Lines of data:
————
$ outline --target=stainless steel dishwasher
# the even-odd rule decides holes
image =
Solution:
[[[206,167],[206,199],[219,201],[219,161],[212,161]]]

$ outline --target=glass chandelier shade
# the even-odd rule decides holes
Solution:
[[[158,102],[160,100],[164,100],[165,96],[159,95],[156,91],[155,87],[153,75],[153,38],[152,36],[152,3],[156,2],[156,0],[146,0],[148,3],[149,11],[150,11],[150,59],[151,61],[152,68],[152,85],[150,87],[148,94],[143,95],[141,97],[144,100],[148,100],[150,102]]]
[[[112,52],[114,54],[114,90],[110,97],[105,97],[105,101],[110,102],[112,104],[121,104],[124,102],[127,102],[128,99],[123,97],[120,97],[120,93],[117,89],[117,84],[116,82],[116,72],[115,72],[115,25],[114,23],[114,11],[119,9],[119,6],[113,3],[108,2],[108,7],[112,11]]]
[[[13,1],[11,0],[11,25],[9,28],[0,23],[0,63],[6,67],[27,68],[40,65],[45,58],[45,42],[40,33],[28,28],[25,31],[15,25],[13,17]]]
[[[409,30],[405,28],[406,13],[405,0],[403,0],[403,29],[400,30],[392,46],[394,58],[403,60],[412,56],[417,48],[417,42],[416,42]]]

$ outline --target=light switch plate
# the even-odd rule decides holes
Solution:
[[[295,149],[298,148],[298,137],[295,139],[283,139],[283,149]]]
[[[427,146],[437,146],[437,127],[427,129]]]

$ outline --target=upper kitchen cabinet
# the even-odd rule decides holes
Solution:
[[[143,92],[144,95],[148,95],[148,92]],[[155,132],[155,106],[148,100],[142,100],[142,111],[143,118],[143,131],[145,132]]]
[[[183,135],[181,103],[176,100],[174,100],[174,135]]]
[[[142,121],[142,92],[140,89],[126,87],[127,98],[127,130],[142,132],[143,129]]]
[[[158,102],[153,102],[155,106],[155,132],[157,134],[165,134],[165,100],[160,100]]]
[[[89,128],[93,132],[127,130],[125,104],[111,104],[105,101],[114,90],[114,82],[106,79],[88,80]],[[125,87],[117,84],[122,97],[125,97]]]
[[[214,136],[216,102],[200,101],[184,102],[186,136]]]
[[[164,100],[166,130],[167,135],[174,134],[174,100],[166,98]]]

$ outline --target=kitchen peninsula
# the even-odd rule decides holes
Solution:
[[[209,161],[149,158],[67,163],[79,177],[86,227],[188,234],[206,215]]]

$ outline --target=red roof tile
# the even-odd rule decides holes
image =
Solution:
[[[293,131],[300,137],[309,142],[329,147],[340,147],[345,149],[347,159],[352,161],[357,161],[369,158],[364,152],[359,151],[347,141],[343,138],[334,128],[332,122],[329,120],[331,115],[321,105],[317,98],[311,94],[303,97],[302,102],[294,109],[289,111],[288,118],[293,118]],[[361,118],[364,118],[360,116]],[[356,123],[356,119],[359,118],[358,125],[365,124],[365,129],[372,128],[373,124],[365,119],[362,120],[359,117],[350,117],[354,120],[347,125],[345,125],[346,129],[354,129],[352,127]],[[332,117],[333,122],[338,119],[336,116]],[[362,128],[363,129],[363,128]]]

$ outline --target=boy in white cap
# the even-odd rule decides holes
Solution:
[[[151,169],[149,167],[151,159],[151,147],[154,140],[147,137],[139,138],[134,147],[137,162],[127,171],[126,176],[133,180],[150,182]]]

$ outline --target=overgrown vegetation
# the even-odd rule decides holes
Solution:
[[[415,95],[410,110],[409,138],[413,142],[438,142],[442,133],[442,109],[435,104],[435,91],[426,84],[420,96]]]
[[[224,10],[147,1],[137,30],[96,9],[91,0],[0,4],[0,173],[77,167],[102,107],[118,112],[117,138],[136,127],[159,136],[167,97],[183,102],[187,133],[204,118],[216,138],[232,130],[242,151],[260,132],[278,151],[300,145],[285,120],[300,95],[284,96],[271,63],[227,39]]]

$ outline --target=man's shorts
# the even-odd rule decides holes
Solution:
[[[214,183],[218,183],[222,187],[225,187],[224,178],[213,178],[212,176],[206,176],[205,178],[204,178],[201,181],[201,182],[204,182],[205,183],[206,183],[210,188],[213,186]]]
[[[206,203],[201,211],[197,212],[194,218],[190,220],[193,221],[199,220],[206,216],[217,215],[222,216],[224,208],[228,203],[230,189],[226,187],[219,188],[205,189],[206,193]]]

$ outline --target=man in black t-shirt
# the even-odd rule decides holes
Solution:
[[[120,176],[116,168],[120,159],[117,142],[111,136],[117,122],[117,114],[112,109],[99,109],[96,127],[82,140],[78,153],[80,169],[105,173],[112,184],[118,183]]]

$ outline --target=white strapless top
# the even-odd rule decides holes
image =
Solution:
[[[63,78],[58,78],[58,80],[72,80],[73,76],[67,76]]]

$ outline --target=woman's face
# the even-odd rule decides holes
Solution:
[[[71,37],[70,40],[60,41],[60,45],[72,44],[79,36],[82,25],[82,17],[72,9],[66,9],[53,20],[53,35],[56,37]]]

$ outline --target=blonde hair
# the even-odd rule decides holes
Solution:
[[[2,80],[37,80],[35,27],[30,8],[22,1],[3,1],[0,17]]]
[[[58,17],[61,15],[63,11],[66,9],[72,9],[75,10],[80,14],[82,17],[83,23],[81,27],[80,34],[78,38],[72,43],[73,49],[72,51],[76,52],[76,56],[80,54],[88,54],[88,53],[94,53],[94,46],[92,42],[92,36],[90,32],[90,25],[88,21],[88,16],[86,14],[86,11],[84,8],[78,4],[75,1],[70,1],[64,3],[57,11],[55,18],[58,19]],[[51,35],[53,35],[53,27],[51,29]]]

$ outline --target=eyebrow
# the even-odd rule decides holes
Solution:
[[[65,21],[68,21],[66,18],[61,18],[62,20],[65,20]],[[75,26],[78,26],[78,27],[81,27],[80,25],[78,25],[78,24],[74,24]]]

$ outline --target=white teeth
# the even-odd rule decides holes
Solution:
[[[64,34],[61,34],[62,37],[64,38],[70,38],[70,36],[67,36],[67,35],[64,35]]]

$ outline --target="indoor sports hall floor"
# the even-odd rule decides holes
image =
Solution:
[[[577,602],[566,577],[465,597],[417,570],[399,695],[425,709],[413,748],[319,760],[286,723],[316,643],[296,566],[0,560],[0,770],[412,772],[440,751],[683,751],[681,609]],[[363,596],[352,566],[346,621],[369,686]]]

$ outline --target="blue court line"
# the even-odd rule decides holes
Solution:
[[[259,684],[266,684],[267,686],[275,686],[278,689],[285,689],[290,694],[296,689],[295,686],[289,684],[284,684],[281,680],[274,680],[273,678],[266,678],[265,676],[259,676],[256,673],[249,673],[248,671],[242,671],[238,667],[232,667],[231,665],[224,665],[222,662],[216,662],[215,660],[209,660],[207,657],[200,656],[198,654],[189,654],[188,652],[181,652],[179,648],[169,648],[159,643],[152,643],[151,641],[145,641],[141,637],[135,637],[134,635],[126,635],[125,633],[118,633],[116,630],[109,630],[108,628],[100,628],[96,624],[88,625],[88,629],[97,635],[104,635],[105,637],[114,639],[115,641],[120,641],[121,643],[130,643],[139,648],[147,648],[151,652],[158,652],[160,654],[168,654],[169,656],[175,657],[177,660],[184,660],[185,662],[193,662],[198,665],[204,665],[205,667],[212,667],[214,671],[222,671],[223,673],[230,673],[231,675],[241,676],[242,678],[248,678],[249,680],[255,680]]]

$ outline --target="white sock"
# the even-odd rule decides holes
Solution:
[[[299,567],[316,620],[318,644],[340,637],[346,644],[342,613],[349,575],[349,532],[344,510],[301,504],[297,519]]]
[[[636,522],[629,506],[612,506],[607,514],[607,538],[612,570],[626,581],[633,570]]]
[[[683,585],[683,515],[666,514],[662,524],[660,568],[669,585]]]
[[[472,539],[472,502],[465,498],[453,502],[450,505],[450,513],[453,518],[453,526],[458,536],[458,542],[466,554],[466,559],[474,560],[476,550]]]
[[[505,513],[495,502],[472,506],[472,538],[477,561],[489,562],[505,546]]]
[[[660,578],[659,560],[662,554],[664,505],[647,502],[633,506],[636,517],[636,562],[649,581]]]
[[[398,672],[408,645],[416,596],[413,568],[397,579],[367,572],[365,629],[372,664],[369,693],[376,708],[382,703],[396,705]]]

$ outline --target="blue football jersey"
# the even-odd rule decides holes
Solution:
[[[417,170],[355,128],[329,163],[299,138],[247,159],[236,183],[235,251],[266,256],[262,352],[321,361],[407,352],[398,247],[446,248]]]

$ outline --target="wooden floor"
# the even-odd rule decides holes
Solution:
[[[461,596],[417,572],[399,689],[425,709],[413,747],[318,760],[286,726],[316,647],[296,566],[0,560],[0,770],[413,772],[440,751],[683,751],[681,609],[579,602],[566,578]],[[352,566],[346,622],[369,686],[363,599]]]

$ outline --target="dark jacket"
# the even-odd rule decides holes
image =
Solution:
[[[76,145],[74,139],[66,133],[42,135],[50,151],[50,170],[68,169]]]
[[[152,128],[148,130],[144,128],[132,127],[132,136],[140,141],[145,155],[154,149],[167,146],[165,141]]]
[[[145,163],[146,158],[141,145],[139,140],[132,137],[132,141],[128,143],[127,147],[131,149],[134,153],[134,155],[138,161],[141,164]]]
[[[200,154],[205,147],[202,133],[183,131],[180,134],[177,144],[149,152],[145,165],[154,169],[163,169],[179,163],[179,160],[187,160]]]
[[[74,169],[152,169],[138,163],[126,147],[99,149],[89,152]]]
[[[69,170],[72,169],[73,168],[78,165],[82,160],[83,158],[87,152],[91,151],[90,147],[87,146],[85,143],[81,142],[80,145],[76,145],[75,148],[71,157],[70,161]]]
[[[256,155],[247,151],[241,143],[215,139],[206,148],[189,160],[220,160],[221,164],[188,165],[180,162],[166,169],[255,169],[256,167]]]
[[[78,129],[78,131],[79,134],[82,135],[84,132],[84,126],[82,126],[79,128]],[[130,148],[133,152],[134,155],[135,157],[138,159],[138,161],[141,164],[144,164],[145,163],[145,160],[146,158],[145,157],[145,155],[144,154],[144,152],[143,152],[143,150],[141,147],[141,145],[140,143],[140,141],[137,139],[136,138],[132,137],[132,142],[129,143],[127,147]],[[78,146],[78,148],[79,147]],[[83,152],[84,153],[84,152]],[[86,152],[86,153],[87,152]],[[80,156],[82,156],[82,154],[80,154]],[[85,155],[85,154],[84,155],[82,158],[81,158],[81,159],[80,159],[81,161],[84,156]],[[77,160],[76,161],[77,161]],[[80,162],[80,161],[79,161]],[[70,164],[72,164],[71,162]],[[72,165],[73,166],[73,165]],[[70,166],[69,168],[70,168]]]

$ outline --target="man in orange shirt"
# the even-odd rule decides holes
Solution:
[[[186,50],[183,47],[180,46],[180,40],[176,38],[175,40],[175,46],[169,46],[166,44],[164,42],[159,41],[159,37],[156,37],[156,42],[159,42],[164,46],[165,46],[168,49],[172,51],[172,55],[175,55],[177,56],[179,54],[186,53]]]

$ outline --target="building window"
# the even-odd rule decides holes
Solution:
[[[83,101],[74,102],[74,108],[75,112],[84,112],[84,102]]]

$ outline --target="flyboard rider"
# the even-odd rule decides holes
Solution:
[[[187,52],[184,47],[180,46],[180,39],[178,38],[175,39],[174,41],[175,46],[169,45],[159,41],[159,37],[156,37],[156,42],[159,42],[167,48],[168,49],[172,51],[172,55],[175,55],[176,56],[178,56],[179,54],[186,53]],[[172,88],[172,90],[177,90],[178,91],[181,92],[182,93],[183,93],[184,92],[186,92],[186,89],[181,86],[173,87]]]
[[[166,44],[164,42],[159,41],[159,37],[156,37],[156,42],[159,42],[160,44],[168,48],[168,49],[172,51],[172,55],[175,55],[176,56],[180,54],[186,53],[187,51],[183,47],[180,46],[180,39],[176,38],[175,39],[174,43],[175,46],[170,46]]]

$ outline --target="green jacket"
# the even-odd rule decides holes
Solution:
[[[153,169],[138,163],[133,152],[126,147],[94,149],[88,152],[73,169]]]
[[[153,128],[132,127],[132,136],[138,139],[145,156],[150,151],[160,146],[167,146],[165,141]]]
————
Rewrite every line from the start of the items through the line that contains "[[[427,146],[437,146],[437,127],[427,129]]]", including both of those lines and the requests. Add 6 to each coordinate in the answers.

▶ _Expected output_
$ outline --target=stainless steel dishwasher
# the even-odd rule decides holes
image =
Solution:
[[[212,173],[212,205],[225,207],[225,167],[218,167]]]

$ outline --target=glass chandelier shade
# the even-odd rule decides holes
Solution:
[[[164,108],[166,106],[170,106],[171,102],[165,101],[162,97],[161,93],[159,81],[159,44],[158,42],[158,9],[162,8],[162,6],[152,6],[154,9],[155,17],[156,17],[156,65],[157,67],[158,74],[158,91],[156,93],[154,100],[149,101],[147,103],[150,106],[154,106],[156,108]]]
[[[118,58],[120,60],[120,96],[116,103],[111,103],[111,107],[116,108],[118,110],[127,110],[130,108],[133,108],[134,105],[129,103],[126,103],[126,99],[123,95],[123,90],[122,88],[122,78],[121,78],[121,31],[120,29],[120,17],[125,15],[125,12],[119,9],[114,8],[114,13],[118,17]]]
[[[19,7],[17,6],[17,31],[15,34],[6,29],[6,69],[12,73],[33,74],[46,71],[51,64],[51,48],[46,39],[34,34],[31,37],[21,31],[19,23]]]
[[[415,36],[411,34],[412,19],[411,6],[409,6],[409,35],[406,36],[398,52],[400,64],[409,66],[418,62],[423,54],[423,48],[422,48]]]

$ outline --target=light switch plate
# the even-odd rule decides holes
Solution:
[[[301,155],[304,154],[304,143],[301,145],[289,145],[289,155]]]
[[[433,152],[443,152],[443,133],[433,135]]]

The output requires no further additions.